● 任务指令
请将 SQL 题解中从"511. 游戏玩法分析 I"到"IN (SELECT player_id, MIN(event_date)"的这一段重写一遍,并把其中的"first_login"换成"first_day"。

511. 游戏玩法分析 I
solution
SELECT player_id, MIN(event_date) AS first_login
FROM Activity
GROUP BY player_id;
512. 游戏玩法分析 II
SELECT player_id, device_id
FROM Activity
WHERE (player_id, event_date) IN (SELECT player_id, MIN(event_date)
FROM Activity
GROUP BY player_id);
HAVING不行的原因
having子句执行在select 之后, 因此having中的字段必须在select子句中, event_date没有再select子句里,所以不行
534. 游戏玩法分析 III
SELECT a1.player_id, a1.event_date, SUM(a2.games_played) AS games_played_so_far
FROM Activity a1, Activity a2
WHERE a1.player_id = a2.player_id
AND a1.event_date >= a2.event_date
GROUP BY a1.player_id, a1.event_date --这一定要有a1.event_date,否则Result会根据player_id自动合并
ORDER BY a1.player_id, a1.event_date;
另一种方法:
SELECT player_id, event_date,
CASE WHEN @prev = player_id THEN @cnt := @cnt + games_played
WHEN @prev := player_id THEN @cnt := games_played
END 'games_played_so_far'
FROM (SELECT player_id, event_date, games_played
FROM activity
ORDER BY player_id, event_date) a,
(SELECT @cnt := 0, @prev := null) t;
550. 游戏玩法分析 IV
方法一
SELECT ROUND(COUNT(DISTINCT player_id)/(SELECT COUNT(DISTINCT player_id)
FROM Activity), 2) AS fraction
FROM Activity
WHERE (player_id, event_date) IN(SELECT player_id, DATE(MIN(event_date)+1)
FROM Activity
GROUP BY player_id);
方法二
SELECT ROUND(SUM(CASE WHEN DATEDIFF(a.event_date, b.first_date)=1 THEN 1 ELSE 0 END) / (SELECT COUNT(DISTINCT player_id)
FROM Activity), 2) AS fraction
FROM Activity a, --千万不要漏掉这个逗号!!
(SELECT player_id, MIN(event_date) AS first_date
FROM Activity
GROUP BY player_id) b
WHERE a.player_id = b.player_id;
569. 员工薪水中位数
SELECT b.id,b.company,b.salary
-- 3. 连接结果
FROM (
-- 1. 按 company 分组排序,记为 `rk`
SELECT id,company,salary,
CASE @com WHEN company THEN @rk:=@rk+1 ELSE @rk:=1 END rk,
@com:=company
FROM employee,(SELECT @rk:=0, @com:='') a
ORDER BY company,salary) b
LEFT JOIN
(-- 2. 计算各 company 的记录数除以2,记为 `cnt`
SELECT company,COUNT(1)/2 cnt FROM employee GROUP BY company) c
ON b.company=c.company
-- 4. 找出符合中位数要求的记录
WHERE b.rk in (cnt+0.5,cnt+1,cnt);

● 给定数据
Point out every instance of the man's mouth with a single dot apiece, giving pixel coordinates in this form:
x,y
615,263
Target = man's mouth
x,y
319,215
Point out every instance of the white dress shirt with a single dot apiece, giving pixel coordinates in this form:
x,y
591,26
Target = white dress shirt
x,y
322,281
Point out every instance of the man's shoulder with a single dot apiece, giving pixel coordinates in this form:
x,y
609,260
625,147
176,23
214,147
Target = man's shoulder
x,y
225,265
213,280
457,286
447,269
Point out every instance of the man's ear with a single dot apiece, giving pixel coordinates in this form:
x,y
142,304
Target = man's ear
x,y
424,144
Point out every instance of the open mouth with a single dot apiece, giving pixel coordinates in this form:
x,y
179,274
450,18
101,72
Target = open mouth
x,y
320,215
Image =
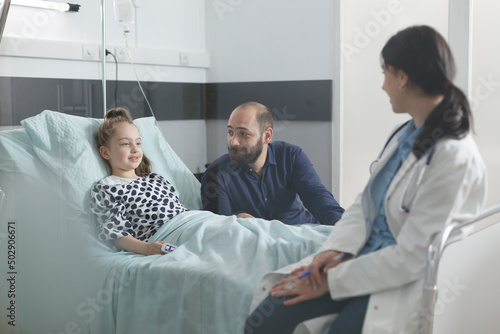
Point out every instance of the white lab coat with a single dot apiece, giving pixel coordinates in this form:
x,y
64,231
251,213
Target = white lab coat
x,y
452,188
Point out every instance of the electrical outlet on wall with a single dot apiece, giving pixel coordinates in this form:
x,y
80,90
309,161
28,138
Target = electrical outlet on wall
x,y
137,3
121,54
90,52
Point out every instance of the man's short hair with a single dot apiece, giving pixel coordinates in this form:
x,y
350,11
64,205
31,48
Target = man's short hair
x,y
264,117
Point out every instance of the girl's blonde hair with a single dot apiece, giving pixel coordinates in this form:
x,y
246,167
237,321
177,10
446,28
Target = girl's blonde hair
x,y
105,132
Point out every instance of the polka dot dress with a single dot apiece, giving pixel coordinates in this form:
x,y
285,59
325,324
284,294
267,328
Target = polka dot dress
x,y
138,208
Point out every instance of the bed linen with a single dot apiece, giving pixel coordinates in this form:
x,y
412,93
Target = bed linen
x,y
70,282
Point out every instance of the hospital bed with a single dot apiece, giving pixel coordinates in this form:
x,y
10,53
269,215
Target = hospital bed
x,y
60,278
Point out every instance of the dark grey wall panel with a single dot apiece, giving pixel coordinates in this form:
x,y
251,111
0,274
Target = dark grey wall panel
x,y
288,100
293,100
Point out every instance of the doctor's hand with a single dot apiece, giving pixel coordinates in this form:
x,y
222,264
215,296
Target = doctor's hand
x,y
319,266
300,288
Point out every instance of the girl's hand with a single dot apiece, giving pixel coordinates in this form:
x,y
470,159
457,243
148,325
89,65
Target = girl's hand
x,y
301,288
154,248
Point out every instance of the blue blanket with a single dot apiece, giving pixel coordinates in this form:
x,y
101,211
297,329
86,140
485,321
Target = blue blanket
x,y
207,283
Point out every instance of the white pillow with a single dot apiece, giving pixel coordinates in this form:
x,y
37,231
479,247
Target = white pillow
x,y
66,144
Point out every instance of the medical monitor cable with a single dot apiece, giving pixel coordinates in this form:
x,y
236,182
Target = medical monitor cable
x,y
116,76
129,54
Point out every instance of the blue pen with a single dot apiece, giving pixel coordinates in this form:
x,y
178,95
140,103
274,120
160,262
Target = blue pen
x,y
335,258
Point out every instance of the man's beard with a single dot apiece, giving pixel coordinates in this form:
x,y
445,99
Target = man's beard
x,y
247,156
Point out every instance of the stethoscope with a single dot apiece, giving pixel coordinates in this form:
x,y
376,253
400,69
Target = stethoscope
x,y
413,184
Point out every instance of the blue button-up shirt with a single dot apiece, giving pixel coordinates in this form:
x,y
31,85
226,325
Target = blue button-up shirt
x,y
230,188
381,235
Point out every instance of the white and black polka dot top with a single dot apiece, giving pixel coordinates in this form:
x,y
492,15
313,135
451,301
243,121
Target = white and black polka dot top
x,y
137,207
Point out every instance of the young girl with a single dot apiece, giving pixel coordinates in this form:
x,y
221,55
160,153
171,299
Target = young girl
x,y
132,203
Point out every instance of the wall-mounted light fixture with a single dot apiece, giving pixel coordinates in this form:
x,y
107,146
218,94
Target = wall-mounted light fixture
x,y
53,5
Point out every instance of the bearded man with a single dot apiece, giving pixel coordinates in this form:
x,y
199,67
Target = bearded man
x,y
261,179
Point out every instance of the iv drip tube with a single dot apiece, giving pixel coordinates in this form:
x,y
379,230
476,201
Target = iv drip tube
x,y
103,54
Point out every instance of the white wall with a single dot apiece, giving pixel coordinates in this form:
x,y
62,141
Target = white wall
x,y
367,113
277,40
166,27
485,92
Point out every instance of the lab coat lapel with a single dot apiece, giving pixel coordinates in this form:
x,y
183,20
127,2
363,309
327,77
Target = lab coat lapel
x,y
367,202
404,170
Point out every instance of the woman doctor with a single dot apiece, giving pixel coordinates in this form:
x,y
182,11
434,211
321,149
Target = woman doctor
x,y
370,270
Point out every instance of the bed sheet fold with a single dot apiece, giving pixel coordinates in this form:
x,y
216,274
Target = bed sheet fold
x,y
206,285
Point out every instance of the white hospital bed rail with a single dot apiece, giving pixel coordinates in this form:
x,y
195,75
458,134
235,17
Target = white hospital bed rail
x,y
453,233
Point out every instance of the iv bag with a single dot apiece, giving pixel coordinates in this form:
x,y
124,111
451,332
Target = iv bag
x,y
124,14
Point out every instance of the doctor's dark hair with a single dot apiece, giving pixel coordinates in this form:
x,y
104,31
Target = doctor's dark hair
x,y
105,132
423,54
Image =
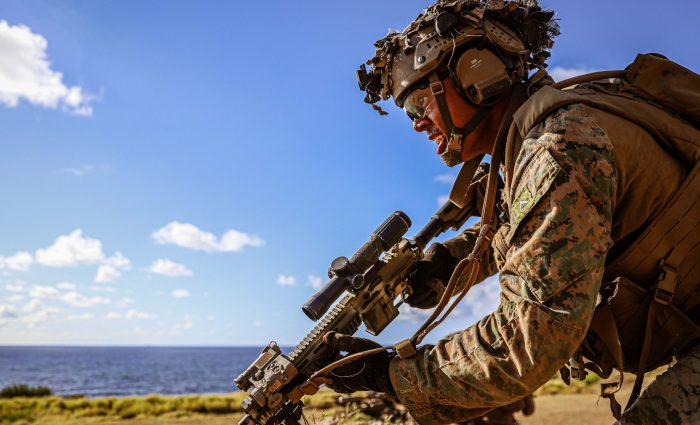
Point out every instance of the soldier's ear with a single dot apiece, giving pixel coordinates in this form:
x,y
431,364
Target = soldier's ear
x,y
481,75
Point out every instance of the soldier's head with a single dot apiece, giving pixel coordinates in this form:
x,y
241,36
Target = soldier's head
x,y
453,68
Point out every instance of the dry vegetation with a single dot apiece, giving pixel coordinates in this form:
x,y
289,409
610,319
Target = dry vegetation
x,y
555,403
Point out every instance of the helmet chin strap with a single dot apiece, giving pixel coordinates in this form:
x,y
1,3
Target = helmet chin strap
x,y
453,154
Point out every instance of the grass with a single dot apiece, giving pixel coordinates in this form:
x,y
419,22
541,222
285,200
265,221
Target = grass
x,y
26,410
20,410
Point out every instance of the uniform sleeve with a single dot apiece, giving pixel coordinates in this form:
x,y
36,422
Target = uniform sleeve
x,y
560,221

● 任务答案
511. 游戏玩法分析 I
solution
SELECT player_id, MIN(event_date) AS first_day
FROM Activity
GROUP BY player_id;
512. 游戏玩法分析 II
SELECT player_id, device_id
FROM Activity
WHERE (player_id, event_date) IN (SELECT player_id, MIN(event_date)